» **Text section**
------------------------------------
Just What Counties Are Sucking the Teat Of Government?

by jhwygirl

Try these ones:

All this crap of living within our means and look at the per capita subsidy on some of those counties.



  1. mr benson

    I don’t agree that the payments included are “sucking at the teat of government”.

    If the chart reflected the NET payments, that is, the amount paid from those counties, and then the amount returned to those counties, which, btw, is what many of those revenue classes represent, then the chart would look very different.

    this is just one of those cases of lies, damned lies, and statistics.

    Gallatin is a net payer of state entitlement. The oil and gas counties are net payers of oil and gas, not “receivers” as is shown. They send in a lot, and get some of it back.

    What is really happening is that the oil and gas counties GENERATE a lot more revenue per capita than most of the other counties.

    The grab for the oil and gas revenue by the Governor is just a reflection of the horrible job he’s done with the state’s fiscal situation. If he had done a better job, he wouldn’t have to steal local government revenues such as the ones listed in the chart.

    I’m surprised at you. The impacts of oil and gas are less “per capita” impacts than impacts on infrastructure (roads are by the mile and by the weight of the vehicles) and demands for government services. These counties should be allowed their share to mitigate the impacts.

    And all to what? To Grind some anti republican polemic? There are more defensible arguments than the governor’s grab for the treasure state endowment and other local government funds, because the republicans are hardly to blame for that.

    • Numbers are numbers and they can be worked to show what you want to show sometimes…but they don’t lie either.

      And I don’t see anything amiss here.

      But one thing I would like to see is to have the federal money taken out of it. The legislature has no control over SRS and PILT and those dollars dolled out directly to the counties. Let’s see that other stuff – the wealth of the State of Montana, absent property taxes – and see how that’s distributed per capita

    • carfreestupidity

      If you want to talk net payments and the revenue side of things mr benson take a look at the chart above.

      44% of state revenue comes from income vs. 5.8% from oil & gas royalties. That really means that the counties with the biggest populations, Yellowstone, Missoula, Cascade, Silverbow, and Gallatin actually pay for the majority of the state’s budget. Those five counties probably also pay the majority of motor vehicle, property, and corporate taxes.
------------------------------------
» **Exercise data**
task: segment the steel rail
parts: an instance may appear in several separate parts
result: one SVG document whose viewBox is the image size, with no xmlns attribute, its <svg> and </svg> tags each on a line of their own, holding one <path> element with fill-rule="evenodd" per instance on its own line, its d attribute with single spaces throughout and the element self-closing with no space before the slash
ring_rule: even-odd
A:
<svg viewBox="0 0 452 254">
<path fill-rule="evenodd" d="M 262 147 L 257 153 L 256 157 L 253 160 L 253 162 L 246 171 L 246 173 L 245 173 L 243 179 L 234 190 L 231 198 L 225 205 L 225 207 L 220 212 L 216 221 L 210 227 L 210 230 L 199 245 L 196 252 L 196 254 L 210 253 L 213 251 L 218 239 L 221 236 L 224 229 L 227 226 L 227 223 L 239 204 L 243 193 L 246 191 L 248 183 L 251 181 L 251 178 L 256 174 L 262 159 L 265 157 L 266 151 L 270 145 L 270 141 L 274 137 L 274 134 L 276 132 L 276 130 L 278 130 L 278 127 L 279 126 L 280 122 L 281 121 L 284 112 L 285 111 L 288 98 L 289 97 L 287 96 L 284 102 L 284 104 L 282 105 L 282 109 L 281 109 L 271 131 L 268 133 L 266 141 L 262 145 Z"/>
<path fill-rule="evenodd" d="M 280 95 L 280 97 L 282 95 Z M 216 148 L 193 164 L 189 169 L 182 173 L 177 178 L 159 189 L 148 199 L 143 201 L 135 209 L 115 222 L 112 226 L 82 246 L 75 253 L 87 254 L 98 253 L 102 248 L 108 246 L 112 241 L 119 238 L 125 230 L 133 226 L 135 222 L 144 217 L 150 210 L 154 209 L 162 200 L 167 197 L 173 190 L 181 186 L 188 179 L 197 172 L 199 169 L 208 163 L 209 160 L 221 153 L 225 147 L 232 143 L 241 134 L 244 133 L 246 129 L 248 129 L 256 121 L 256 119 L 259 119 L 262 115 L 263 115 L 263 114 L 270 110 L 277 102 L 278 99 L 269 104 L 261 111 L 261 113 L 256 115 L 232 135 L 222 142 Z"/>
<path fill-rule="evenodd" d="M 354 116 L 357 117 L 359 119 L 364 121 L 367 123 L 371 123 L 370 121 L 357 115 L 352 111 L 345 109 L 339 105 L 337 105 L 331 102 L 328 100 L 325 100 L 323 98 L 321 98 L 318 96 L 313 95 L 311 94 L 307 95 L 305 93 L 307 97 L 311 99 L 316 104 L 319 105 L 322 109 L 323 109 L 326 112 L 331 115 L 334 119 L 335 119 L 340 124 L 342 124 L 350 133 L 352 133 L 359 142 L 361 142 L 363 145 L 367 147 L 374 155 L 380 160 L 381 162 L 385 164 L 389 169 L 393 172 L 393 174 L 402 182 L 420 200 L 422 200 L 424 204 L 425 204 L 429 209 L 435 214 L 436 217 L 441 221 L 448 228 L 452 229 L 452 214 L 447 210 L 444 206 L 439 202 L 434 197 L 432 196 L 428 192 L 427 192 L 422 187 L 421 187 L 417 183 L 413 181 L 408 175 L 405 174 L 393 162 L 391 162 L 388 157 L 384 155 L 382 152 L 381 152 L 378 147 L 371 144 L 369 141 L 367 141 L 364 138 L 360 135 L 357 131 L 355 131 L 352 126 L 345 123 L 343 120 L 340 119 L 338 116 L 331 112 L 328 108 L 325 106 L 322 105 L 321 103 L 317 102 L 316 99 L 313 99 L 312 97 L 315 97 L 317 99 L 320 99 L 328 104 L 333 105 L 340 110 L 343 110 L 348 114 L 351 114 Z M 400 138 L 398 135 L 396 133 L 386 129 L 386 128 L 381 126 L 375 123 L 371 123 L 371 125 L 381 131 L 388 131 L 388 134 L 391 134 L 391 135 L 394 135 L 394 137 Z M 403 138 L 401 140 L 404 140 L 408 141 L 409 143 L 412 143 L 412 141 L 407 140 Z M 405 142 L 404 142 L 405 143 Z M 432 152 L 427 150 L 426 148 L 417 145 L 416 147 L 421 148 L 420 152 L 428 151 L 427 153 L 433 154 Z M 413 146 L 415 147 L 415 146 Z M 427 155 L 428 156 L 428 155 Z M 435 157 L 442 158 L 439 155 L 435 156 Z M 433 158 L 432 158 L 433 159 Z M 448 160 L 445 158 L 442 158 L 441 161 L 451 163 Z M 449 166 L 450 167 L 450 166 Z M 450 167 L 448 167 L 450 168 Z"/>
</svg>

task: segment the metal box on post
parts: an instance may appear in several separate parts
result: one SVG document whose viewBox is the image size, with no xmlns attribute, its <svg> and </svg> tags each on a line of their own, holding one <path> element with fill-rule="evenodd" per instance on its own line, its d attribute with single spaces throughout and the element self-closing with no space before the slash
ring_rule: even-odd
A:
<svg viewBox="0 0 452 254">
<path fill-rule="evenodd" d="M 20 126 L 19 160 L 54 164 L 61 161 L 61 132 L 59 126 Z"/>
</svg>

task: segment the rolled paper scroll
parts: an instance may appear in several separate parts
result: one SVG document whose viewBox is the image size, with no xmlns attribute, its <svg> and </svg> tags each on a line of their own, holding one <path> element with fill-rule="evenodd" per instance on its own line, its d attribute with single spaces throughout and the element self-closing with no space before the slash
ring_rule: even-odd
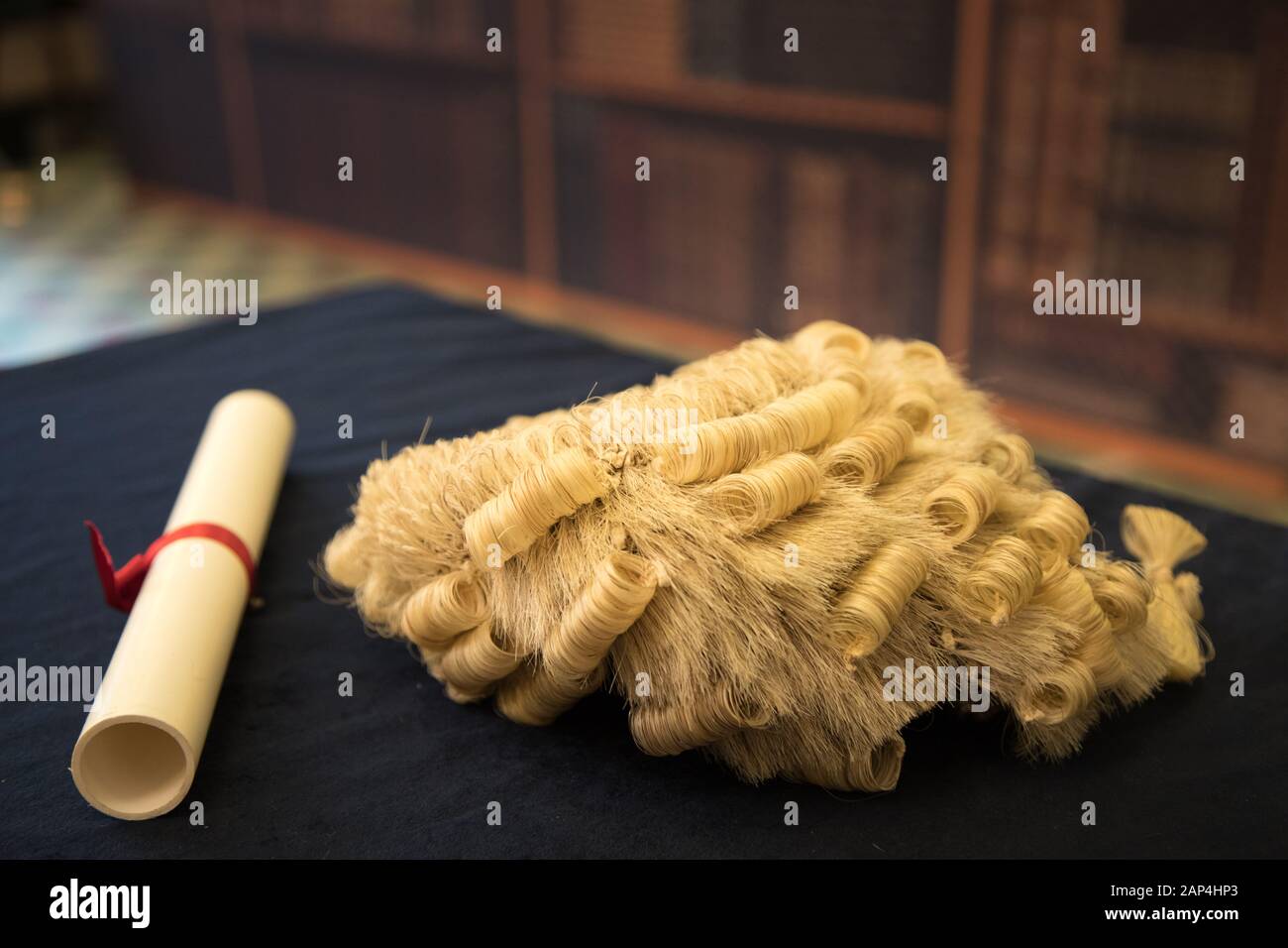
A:
<svg viewBox="0 0 1288 948">
<path fill-rule="evenodd" d="M 165 533 L 231 531 L 259 561 L 295 436 L 268 392 L 215 405 Z M 152 560 L 76 748 L 72 779 L 91 806 L 149 819 L 188 793 L 251 588 L 225 543 L 185 537 Z"/>
</svg>

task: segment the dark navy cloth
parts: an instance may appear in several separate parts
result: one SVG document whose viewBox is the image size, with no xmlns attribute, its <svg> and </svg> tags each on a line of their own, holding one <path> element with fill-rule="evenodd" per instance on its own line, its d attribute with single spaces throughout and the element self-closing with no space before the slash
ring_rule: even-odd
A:
<svg viewBox="0 0 1288 948">
<path fill-rule="evenodd" d="M 1018 758 L 1005 716 L 936 712 L 907 729 L 887 795 L 748 787 L 696 752 L 648 757 L 607 694 L 546 729 L 460 707 L 402 645 L 319 600 L 312 562 L 383 445 L 413 442 L 428 415 L 430 439 L 464 435 L 668 368 L 377 288 L 0 374 L 0 666 L 108 663 L 124 619 L 103 604 L 81 521 L 98 522 L 118 561 L 143 549 L 220 396 L 267 388 L 299 424 L 260 566 L 268 606 L 241 628 L 188 800 L 144 823 L 103 816 L 67 769 L 81 706 L 5 702 L 0 856 L 1284 853 L 1285 531 L 1145 491 L 1056 472 L 1110 548 L 1132 502 L 1166 503 L 1207 534 L 1189 564 L 1217 646 L 1207 677 L 1103 722 L 1061 764 Z M 352 440 L 337 433 L 345 414 Z M 339 695 L 344 672 L 353 696 Z M 1231 696 L 1234 672 L 1247 696 Z M 192 801 L 205 825 L 192 825 Z M 799 825 L 784 824 L 790 801 Z M 501 825 L 488 824 L 493 802 Z"/>
</svg>

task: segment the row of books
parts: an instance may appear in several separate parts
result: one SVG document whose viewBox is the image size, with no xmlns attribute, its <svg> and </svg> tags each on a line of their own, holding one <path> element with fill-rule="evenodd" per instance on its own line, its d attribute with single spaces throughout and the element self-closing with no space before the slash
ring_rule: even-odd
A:
<svg viewBox="0 0 1288 948">
<path fill-rule="evenodd" d="M 562 62 L 599 75 L 947 103 L 954 18 L 942 0 L 559 0 L 555 37 Z"/>
<path fill-rule="evenodd" d="M 934 331 L 942 206 L 929 165 L 620 108 L 580 106 L 564 130 L 571 282 L 744 330 L 836 319 Z M 784 307 L 788 286 L 799 308 Z"/>
<path fill-rule="evenodd" d="M 1256 101 L 1255 59 L 1194 49 L 1123 49 L 1115 120 L 1184 137 L 1240 141 Z"/>
<path fill-rule="evenodd" d="M 1101 208 L 1222 232 L 1229 244 L 1245 192 L 1230 179 L 1230 157 L 1227 147 L 1114 134 Z"/>
</svg>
------------------------------------
» **Exercise requirements**
#1 In the rows, starting at the first line and going on through the line that contains "262 147 L 257", swap "steel rail" for "iron track" and give those lines again with everything else unchanged.
#2 Extend the county funding post and its comments, picking up after its last sentence.
The rows are unrelated to the county funding post.

» **Answers per task**
#1
task: segment the iron track
parts: an instance may appear in several separate parts
result: one SVG document whose viewBox is the image size, with no xmlns attribute, its <svg> and </svg> tags each on a line of their own, holding one <path> element with fill-rule="evenodd" per instance on its own line, its d attribute with single spaces throughout and the element self-closing with no space before the slash
ring_rule: even-odd
A:
<svg viewBox="0 0 452 254">
<path fill-rule="evenodd" d="M 262 147 L 257 153 L 256 157 L 253 160 L 253 162 L 246 171 L 246 173 L 245 173 L 243 179 L 234 190 L 231 198 L 225 205 L 225 207 L 220 212 L 216 221 L 210 227 L 210 230 L 199 245 L 196 252 L 196 254 L 210 253 L 213 251 L 218 239 L 221 236 L 224 229 L 227 226 L 227 223 L 239 204 L 243 193 L 246 191 L 248 183 L 251 181 L 251 178 L 256 174 L 262 159 L 265 157 L 266 151 L 270 145 L 270 141 L 274 137 L 274 134 L 276 132 L 276 130 L 278 130 L 278 127 L 279 126 L 280 122 L 281 121 L 284 112 L 285 111 L 288 98 L 289 97 L 287 96 L 284 102 L 284 104 L 282 105 L 282 109 L 281 109 L 271 131 L 268 133 L 266 141 L 262 145 Z"/>

#2
      I would say that those counties actually pay more per capita to the state than they get back in return. While the oil and gas still end up in the positive side of things. If you look at both the map and chart, you will see that oil & gas royalties almost exactly match oil & gas payments from the state.

      The other big programs listed on the map – education and entitlements – on a per capita basis cost more in the rural eastern part of the state specifically because of the low population density. It is simply more difficult and costly to provide those services when a population is small and highly spread out.

      • mr benson

        But you’re just guessing. I’m not. That’s the difference, CFS.

        The oil and gas counties produce the revenue. They send most of it to Helena. Now Helena wants ALL OF IT.

        That’s not a “payment to a county”. That’s taking money from the county.

        • carfreestupidity

          Again… Oil and gas royalties account for 5.8% of revenues. Not a guess, that’s a fact. Oil and gas revenues are only 13% of what income taxes bring in. Oil and gas counties contribute shit compared to what Missoula or Billings contribute to this state.

          • mr benson

            Sounds like the state has plenty of revenue then, and it should be able to leave counties’ and cities’ revenues alone.

        • Why should those counties get to keep it? I don’t get it. That industry is like any other business. It creates jobs it creates a tax base it manufactures a product and adds value. I don’t care if it’s burgers or crude.

          Under what justification do they get to keep over and above normal tax revenue off of it?

          Oil and gas and gold and silver and copper and anything else are a wealth of the state. People own their mineral rights, but the estate is the citizens of Montana.

          Not the residents of Richland County.

          Richland isn’t Alaska where every citizen gets a cut of oil and gas – and that is effectively what is going on – certain counties have been getting disbursements off of estate mineral revenue.

          Do you understand why these coal and oil and gas trusts were found? Those resources are not unlimited. These industries come in, extract and boom and bust and move on. It’s hush money, for lack of a better word…or welfare as I see it.

          Again – where is the free market in all this?

          • mr benson

            The free market’s got nothing to do with anything. This is the state making a grab for revenue that has always been used to pay for local government services. It’s no different than grabbing a larger share of the property taxes.

            The legislature needs to live within it’s means, and let counties live within theirs. When you can’t adjust property tax levies but so much a year, and the state makes a big grab for other revenues, that doesn’t leave much room to manuver.

            this isn’t about the industry; this is about Brian and the legislature balancing the state budget on the backs of local governments’ taxpayers. They can then claim not to have increased taxes…hey, local governments can just choose to operate with less, right?

          • mr benson

            Again, these are local government revenues that are used to pay for local government services. The revenues to which you and carefreestupidity refer are state revenues.

            The state should live within it’s revenues, and leave the counties’ revenues alone. Instead, they’re proposing to take the local govt entitlement share (of motor vehicle taxes and other previously local govt revenue) and the treasure state endowment fund, and the oil and gas revenues, and balance it’s budget.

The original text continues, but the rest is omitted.